▶ Written exercise A:
In the records below, copy the lines from the one containing "task | drop a marker on every instance of the rolled" to the one containing "column 245, row 268" verbatim.

▶ Selected excerpt:
• • • • • • •

The number one way people meet is through the Internet, he says, including several sites specifically for gay men in Saudi Arabia. “The government blocks a lot of sites,” he says, “but if you know how to navigate the Net, you can get around it.”

The opening up of gay life in Saudi society includes a network of private parties, at least one each weekend, attended by anywhere from 20 to 50 men, says Haitham. There are several cruisy streets that men drive back and forth on after midnight. (No one walks anywhere in Riyadh.) And Riyadh even boasts three gay cafes, two of which draw mixed crowds, but one of which is 90 percent gay.

Only after promising that I will not reveal it in my article, Haitham tells me the name of the gay cafe, and draws me a map of how to get there.

The next night, I convince a reluctant “Fahed” whom I meet by chance in the hotel lobby to take me to the gay cafe. We arrive about 10 p.m. on a Wednesday night, and yet the place is packed, with most of the small, round chrome tables and matching chairs placed outside to take advantage of the warm night air. I am surprised that the men sit so freely in the open. Even more surprising is that most of the customers are clad in the Saudi dish-dash and kifeyah, rather than the jeans and T-shirt look sported by Haitham and Fahed. At first, I wonder how gay this cafe really is. But within minutes, I feel the heavy gazes of men cruising a newcomer, and all doubts melt.

Inside, the walls are painted a bright peach, and colorful strands of neon light overhead liven up the place. The waiters are mostly Filipino, and rush back and forth from the kitchen with trays of hot sandwiches, cappuccinos and French deserts.

• • • • • • •

▶ Given entries:
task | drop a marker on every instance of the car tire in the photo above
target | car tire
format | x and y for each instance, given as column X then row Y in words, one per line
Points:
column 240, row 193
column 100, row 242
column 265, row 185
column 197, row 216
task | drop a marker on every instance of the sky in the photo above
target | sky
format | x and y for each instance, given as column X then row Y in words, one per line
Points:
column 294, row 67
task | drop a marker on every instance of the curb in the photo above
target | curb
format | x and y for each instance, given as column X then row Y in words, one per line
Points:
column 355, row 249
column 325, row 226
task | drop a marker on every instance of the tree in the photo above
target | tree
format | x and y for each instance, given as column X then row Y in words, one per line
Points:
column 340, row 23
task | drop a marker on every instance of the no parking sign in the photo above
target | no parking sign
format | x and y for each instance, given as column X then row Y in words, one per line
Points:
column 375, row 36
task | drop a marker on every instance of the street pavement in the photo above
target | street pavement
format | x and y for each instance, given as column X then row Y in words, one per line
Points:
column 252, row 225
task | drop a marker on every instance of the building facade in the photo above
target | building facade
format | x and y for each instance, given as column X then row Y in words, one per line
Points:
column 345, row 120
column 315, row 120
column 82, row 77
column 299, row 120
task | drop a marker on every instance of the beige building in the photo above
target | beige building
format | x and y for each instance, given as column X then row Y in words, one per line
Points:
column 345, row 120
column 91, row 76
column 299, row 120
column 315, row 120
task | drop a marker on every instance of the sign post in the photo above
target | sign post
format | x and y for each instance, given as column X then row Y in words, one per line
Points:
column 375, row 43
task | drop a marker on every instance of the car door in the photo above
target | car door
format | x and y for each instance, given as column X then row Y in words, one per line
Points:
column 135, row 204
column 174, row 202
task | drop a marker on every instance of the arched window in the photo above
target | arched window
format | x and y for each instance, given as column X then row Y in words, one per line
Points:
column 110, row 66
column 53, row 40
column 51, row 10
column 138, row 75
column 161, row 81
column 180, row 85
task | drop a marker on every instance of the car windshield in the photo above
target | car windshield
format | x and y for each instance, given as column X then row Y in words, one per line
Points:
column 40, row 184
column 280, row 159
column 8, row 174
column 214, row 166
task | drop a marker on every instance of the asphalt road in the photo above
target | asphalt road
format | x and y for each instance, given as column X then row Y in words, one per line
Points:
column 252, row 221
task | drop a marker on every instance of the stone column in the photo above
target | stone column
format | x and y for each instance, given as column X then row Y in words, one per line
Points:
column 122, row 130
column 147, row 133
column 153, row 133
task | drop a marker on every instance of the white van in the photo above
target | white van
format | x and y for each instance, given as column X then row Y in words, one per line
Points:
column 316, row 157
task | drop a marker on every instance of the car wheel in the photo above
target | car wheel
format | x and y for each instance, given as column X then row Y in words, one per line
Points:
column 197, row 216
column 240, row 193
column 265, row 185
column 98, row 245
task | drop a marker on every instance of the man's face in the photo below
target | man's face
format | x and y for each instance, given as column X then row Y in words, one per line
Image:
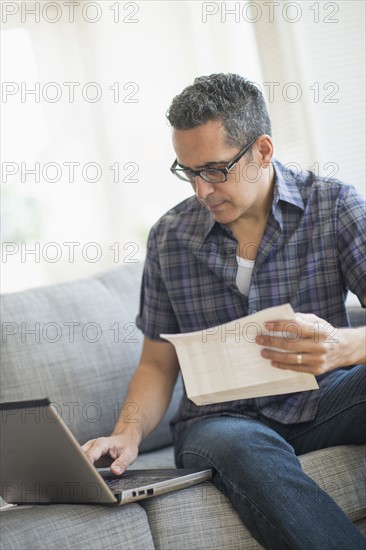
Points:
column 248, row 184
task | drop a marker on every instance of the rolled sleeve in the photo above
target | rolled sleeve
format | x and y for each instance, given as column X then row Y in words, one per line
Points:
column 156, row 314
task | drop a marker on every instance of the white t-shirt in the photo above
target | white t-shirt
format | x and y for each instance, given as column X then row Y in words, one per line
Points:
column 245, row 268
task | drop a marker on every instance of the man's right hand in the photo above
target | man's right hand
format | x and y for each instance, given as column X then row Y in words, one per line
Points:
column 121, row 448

• • • • • • •

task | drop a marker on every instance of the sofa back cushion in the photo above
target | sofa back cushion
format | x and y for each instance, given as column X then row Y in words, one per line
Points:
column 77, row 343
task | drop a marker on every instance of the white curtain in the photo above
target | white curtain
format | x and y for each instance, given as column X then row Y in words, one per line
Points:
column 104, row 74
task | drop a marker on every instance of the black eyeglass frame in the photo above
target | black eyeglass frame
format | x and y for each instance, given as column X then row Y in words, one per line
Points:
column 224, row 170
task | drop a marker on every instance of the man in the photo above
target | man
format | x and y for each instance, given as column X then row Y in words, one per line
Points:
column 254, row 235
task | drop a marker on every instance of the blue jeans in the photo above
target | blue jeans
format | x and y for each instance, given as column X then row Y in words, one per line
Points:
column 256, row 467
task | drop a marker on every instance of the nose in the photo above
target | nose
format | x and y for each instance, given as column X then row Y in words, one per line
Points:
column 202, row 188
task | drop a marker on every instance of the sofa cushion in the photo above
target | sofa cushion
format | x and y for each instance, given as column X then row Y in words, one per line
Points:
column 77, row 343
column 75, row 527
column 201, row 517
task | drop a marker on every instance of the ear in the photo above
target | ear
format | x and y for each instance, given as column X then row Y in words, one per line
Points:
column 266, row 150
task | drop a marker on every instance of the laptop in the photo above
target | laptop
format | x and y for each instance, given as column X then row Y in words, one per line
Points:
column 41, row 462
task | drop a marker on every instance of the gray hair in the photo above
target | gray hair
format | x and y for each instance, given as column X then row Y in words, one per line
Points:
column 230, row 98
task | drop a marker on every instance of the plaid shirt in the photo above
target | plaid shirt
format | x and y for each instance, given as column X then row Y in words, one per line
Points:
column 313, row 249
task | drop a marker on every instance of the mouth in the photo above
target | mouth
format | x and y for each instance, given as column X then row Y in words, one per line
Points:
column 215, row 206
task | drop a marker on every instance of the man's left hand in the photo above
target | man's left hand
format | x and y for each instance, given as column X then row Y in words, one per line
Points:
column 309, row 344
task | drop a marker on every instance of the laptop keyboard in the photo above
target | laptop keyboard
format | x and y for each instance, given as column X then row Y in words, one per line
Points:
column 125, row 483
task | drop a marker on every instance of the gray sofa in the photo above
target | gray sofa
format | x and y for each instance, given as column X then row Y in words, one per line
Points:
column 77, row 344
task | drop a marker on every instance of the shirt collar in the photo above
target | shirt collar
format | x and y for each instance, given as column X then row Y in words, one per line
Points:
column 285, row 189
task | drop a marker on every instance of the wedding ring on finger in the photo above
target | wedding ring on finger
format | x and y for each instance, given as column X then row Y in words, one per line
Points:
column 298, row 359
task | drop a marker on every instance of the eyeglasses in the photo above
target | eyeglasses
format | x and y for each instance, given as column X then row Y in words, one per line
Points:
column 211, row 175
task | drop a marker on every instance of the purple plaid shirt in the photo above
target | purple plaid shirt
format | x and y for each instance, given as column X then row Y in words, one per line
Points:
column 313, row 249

• • • • • • •

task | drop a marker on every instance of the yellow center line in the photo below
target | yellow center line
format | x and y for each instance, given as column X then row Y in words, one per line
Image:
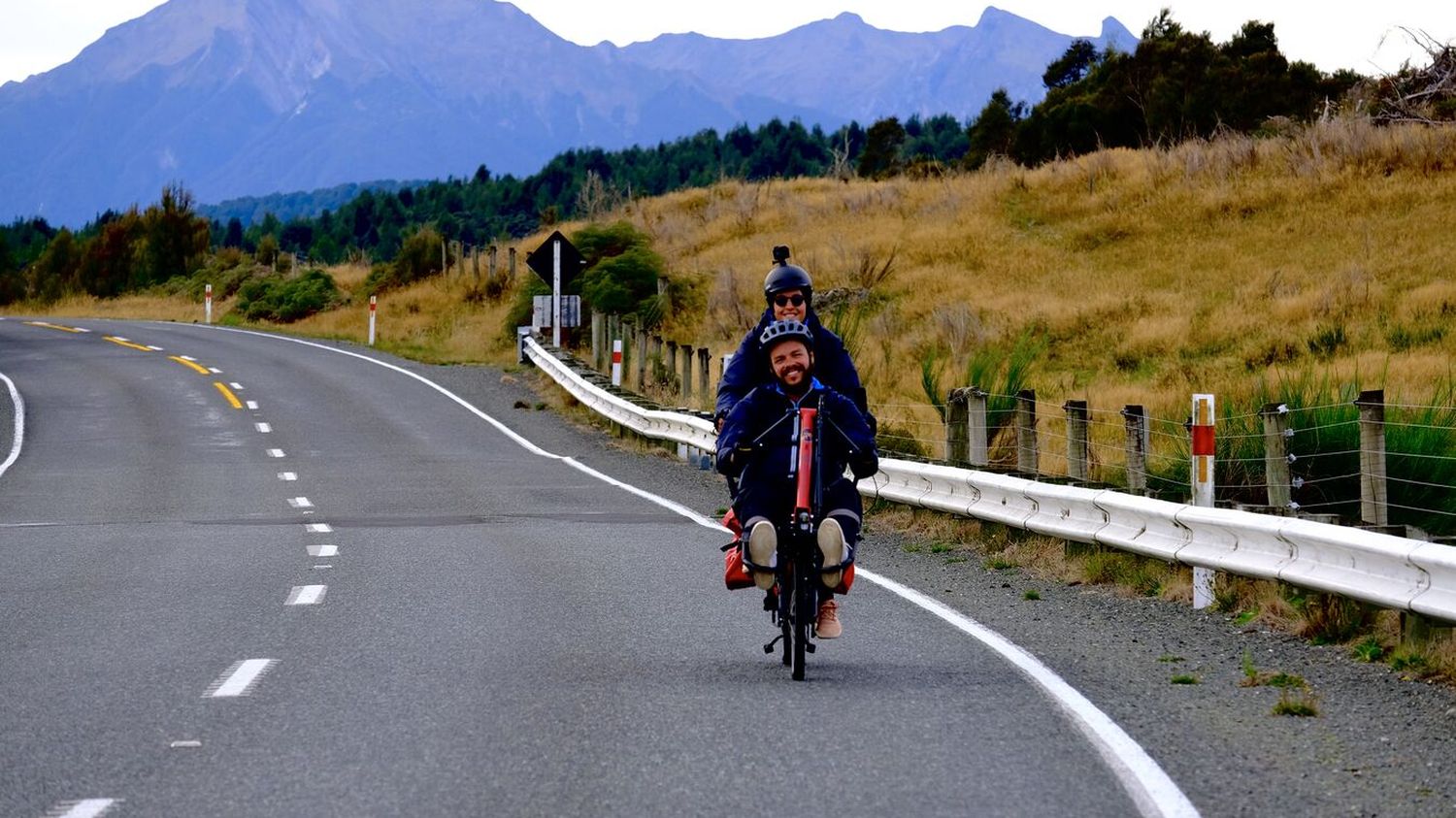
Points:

• • • • • • •

▶ Written exercise B:
In the passage on gay life in Saudi Arabia, write out the text from "The number one" to "to get there." again, changing "Riyadh" to "Jeddah".

▶ Written response A:
task | drop a marker on every instance of the rolled sleeve in the photo above
target | rolled sleeve
format | x and y for each instance, given as column X then row Y in words, one per line
Points:
column 156, row 314
task | drop a marker on every instance of the white t-shirt in the photo above
target | white t-shirt
format | x and y for each instance, given as column X then row Y in words, one per line
Points:
column 245, row 268

▶ Written response B:
The number one way people meet is through the Internet, he says, including several sites specifically for gay men in Saudi Arabia. “The government blocks a lot of sites,” he says, “but if you know how to navigate the Net, you can get around it.”

The opening up of gay life in Saudi society includes a network of private parties, at least one each weekend, attended by anywhere from 20 to 50 men, says Haitham. There are several cruisy streets that men drive back and forth on after midnight. (No one walks anywhere in Jeddah.) And Jeddah even boasts three gay cafes, two of which draw mixed crowds, but one of which is 90 percent gay.

Only after promising that I will not reveal it in my article, Haitham tells me the name of the gay cafe, and draws me a map of how to get there.